● **Supplied data**
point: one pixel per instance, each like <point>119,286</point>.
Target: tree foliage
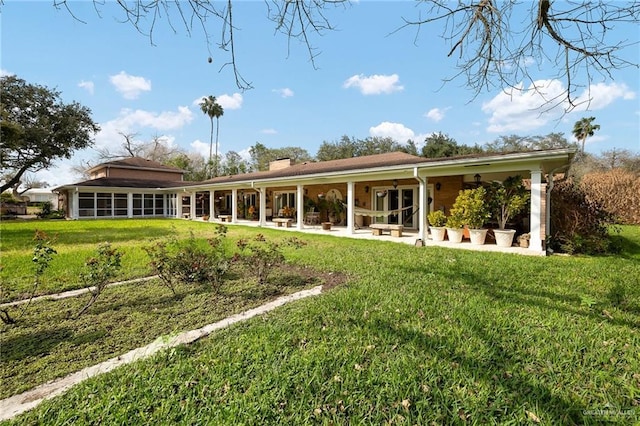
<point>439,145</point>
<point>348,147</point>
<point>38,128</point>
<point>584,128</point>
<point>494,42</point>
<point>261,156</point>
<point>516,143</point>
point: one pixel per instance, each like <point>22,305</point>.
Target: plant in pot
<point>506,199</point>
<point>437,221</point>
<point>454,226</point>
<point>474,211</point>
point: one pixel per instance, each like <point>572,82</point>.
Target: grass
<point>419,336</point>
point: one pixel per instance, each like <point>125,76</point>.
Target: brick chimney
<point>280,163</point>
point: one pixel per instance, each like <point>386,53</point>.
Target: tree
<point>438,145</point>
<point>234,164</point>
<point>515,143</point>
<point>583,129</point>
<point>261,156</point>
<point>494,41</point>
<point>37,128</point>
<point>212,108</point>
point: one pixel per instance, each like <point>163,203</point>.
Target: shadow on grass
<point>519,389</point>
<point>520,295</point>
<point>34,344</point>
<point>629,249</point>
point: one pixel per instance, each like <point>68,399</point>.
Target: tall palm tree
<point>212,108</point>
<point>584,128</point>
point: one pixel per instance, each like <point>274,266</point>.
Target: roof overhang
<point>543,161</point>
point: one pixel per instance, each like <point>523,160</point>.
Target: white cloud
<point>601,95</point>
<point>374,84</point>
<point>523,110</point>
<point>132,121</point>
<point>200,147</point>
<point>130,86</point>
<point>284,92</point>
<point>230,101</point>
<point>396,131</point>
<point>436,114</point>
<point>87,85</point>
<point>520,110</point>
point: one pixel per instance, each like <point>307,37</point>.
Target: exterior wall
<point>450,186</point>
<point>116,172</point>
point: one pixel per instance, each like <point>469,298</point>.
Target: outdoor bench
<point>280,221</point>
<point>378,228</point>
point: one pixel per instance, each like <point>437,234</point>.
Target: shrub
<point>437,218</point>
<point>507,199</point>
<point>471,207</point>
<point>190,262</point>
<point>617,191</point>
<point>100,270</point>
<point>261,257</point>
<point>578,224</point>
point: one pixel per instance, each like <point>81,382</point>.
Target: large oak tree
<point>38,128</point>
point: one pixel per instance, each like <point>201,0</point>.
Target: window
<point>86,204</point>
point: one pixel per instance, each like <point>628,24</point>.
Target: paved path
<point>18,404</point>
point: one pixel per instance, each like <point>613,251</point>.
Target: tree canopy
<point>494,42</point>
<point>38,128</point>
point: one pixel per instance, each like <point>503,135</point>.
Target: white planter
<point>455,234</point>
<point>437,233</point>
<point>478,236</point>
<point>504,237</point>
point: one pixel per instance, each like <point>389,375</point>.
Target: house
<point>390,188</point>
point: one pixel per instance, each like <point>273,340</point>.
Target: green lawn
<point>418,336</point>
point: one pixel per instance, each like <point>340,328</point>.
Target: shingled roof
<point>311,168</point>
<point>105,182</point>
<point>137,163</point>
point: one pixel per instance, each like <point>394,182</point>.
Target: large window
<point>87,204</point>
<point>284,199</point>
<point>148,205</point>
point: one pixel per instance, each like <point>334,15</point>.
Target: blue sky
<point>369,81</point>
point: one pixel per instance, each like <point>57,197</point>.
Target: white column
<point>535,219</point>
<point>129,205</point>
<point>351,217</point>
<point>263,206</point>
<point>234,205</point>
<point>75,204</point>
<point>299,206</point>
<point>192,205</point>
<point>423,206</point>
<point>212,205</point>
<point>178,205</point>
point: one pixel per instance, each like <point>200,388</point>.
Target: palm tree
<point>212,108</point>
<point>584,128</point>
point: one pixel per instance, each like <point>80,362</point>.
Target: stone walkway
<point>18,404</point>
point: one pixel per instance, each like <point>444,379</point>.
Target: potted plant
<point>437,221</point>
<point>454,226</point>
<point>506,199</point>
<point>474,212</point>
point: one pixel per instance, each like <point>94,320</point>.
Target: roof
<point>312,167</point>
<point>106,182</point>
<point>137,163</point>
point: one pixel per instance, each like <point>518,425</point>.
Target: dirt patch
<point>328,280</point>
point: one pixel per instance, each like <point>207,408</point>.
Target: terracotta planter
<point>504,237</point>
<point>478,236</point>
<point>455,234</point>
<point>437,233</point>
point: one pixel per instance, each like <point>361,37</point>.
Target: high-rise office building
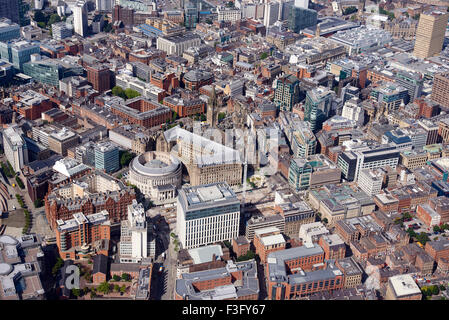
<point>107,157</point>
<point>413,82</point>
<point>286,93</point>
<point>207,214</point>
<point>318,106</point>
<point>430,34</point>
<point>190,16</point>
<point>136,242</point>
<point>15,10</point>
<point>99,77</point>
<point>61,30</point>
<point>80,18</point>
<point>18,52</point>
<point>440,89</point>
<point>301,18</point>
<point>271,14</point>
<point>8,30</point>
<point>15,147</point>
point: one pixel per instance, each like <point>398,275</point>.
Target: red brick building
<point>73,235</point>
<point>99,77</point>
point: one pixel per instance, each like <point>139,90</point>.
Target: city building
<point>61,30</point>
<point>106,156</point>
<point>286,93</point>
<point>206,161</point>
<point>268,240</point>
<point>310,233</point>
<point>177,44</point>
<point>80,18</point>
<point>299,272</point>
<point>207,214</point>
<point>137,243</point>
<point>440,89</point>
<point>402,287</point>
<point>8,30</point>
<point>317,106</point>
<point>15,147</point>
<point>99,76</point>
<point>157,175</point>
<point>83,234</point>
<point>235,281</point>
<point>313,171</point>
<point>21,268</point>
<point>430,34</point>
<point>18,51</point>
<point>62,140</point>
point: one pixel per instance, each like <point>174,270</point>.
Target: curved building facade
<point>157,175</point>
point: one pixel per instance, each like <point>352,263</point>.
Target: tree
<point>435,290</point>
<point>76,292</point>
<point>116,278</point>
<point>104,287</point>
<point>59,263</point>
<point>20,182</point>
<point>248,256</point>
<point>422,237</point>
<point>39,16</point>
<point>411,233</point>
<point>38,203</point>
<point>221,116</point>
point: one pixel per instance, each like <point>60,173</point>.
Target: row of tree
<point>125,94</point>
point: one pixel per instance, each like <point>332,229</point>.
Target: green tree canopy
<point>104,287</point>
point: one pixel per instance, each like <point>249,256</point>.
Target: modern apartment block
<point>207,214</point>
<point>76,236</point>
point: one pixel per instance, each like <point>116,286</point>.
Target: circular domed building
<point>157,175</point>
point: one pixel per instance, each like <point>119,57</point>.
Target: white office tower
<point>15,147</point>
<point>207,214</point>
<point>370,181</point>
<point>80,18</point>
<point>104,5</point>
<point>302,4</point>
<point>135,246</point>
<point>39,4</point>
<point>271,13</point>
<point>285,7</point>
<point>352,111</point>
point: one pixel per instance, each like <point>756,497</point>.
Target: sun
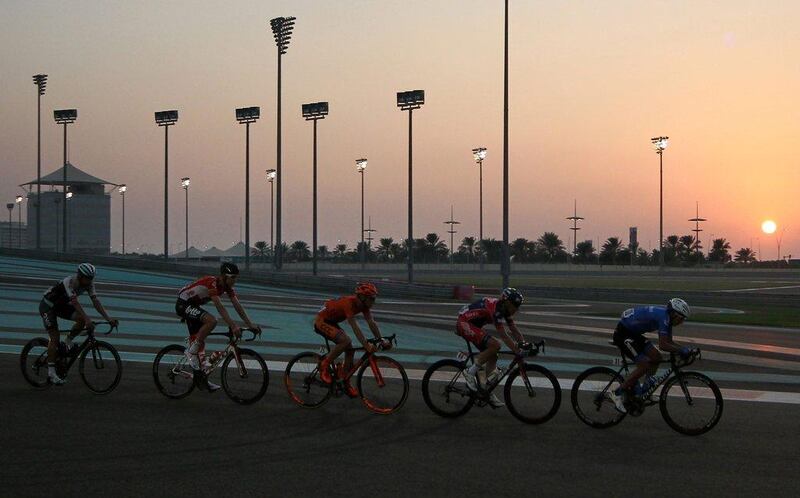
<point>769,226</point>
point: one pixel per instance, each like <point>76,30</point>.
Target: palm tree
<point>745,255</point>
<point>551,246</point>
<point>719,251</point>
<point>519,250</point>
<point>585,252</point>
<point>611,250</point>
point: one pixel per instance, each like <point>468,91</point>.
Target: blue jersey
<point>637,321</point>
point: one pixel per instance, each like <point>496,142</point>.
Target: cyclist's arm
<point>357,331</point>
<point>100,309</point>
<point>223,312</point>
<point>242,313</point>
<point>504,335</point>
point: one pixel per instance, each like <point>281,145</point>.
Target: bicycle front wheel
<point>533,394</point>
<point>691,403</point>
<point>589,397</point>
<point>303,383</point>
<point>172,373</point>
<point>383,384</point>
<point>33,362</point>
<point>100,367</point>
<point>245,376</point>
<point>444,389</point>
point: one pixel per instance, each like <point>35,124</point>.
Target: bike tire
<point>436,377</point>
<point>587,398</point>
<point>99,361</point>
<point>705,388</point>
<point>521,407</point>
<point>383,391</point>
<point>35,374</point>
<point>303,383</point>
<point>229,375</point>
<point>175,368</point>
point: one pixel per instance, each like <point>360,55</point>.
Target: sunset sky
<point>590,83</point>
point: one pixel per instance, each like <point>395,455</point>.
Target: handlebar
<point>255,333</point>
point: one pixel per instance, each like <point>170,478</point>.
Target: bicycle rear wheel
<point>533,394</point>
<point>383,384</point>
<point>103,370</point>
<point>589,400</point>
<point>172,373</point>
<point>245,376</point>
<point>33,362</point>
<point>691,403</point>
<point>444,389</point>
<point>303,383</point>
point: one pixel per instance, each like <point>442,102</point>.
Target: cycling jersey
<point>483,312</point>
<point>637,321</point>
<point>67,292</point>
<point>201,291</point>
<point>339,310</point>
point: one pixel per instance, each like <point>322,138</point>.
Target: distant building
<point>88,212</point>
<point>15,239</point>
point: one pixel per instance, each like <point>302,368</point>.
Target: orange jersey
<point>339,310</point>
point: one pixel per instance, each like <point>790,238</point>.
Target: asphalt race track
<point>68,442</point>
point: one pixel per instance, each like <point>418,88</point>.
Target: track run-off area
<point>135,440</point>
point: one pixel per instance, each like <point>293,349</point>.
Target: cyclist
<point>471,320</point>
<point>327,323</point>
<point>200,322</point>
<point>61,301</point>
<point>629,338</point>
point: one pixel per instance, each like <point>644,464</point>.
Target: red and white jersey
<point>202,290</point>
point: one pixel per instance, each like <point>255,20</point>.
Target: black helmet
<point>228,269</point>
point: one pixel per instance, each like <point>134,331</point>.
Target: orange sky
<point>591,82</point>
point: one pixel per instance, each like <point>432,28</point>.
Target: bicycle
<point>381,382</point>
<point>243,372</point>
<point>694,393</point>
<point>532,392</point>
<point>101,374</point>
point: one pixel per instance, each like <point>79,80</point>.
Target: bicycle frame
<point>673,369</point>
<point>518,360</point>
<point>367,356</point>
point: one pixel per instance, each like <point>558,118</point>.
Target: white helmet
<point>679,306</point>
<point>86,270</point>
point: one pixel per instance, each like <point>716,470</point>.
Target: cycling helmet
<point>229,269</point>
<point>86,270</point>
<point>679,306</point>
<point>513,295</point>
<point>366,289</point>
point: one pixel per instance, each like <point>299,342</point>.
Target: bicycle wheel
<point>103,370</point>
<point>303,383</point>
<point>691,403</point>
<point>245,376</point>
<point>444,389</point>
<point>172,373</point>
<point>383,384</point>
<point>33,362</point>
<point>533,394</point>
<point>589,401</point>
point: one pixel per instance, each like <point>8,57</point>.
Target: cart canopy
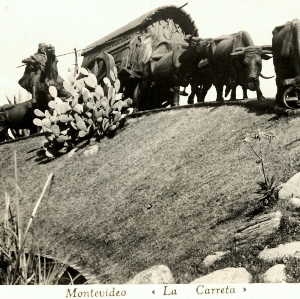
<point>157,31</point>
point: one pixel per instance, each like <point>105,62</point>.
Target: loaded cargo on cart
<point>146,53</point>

● **How to complete this task**
The required answer is the exact run of lines above starting at the line with "point: one pixel per instance, each like <point>360,55</point>." and ending at the line with "point: one pixel per instance, each like <point>790,238</point>.", with both ends present.

● **Answer space**
point: one pixel per instance, each like <point>360,55</point>.
Target: sunset sky
<point>590,83</point>
point: one pixel per instance, each like <point>395,455</point>.
Target: handlebar
<point>255,333</point>
point: one pixel per instance, each like <point>170,478</point>.
Target: bicycle rear wheel
<point>533,394</point>
<point>383,384</point>
<point>103,370</point>
<point>589,400</point>
<point>172,373</point>
<point>245,376</point>
<point>33,362</point>
<point>691,403</point>
<point>444,389</point>
<point>303,383</point>
point: one pixel per instance, each like <point>442,102</point>.
Target: cycling jersey
<point>483,312</point>
<point>637,321</point>
<point>67,292</point>
<point>201,291</point>
<point>339,310</point>
point: one pixel per instance, each like <point>322,138</point>.
Target: distant building
<point>88,212</point>
<point>15,239</point>
point: one pixel per instance, each like <point>302,368</point>.
Target: orange jersey
<point>339,310</point>
point: one pixel per instance, each like <point>790,238</point>.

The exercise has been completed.